Instructions for the task: Output should begin at the line holding "Indicate one point for each instance of the no" and end at the last line of the entries; print those lines verbatim and no others.

*** Opening Entries supplied ***

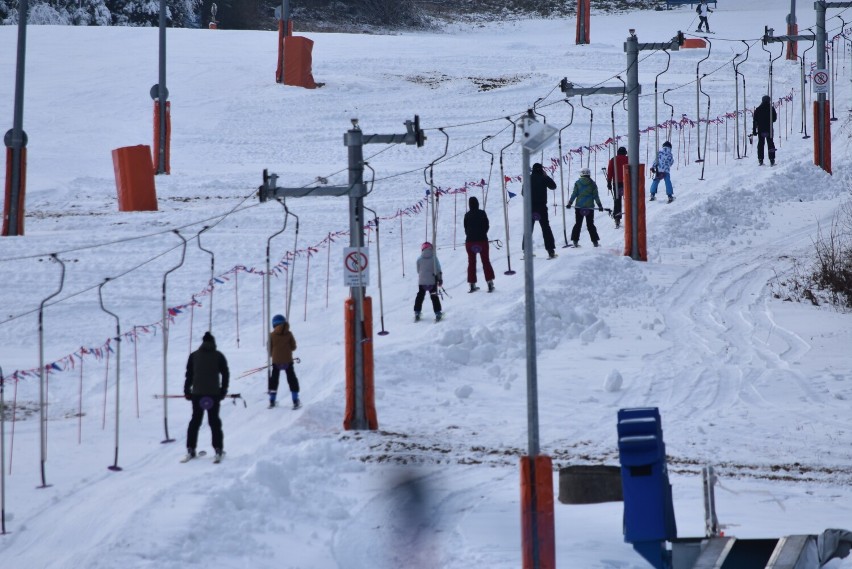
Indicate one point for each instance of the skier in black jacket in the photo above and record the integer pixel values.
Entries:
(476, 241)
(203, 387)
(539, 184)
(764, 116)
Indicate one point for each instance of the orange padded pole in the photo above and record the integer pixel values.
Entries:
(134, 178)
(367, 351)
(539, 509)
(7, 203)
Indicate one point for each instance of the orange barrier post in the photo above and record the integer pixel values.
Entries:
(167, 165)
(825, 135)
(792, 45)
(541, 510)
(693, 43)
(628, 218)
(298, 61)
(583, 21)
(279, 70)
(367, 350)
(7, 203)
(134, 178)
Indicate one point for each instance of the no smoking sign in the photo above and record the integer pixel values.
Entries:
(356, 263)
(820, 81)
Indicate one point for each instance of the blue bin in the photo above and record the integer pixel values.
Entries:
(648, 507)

*** Closing Entries supplied ***

Solved exercise:
Indicate one point for each instance of the no smoking sign in the photo above and record the integer pixel values.
Entries:
(356, 263)
(820, 81)
Indicate one point for each instance of the blue bin in the photo above and record the integer pixel values.
Entries:
(648, 507)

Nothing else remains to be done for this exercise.